**What is expected**
Take all the material and copy it exactly.
╭─ Input rows
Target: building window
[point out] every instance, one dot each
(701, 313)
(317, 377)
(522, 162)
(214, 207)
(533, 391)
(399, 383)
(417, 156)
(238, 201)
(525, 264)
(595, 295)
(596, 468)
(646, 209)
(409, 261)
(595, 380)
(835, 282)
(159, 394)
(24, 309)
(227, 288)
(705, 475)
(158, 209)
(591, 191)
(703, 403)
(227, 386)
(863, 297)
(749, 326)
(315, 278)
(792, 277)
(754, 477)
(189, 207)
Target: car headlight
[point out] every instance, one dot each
╰─
**Output**
Target: building window
[point out] every instance, one dot each
(701, 313)
(317, 377)
(522, 162)
(214, 207)
(533, 391)
(399, 383)
(417, 156)
(238, 201)
(525, 264)
(595, 295)
(596, 468)
(646, 209)
(409, 261)
(595, 380)
(835, 282)
(159, 394)
(24, 309)
(227, 288)
(705, 475)
(158, 209)
(591, 191)
(703, 403)
(227, 386)
(863, 297)
(749, 326)
(315, 278)
(792, 277)
(754, 477)
(189, 207)
Target: car headlight
[point out] every instance, one dot each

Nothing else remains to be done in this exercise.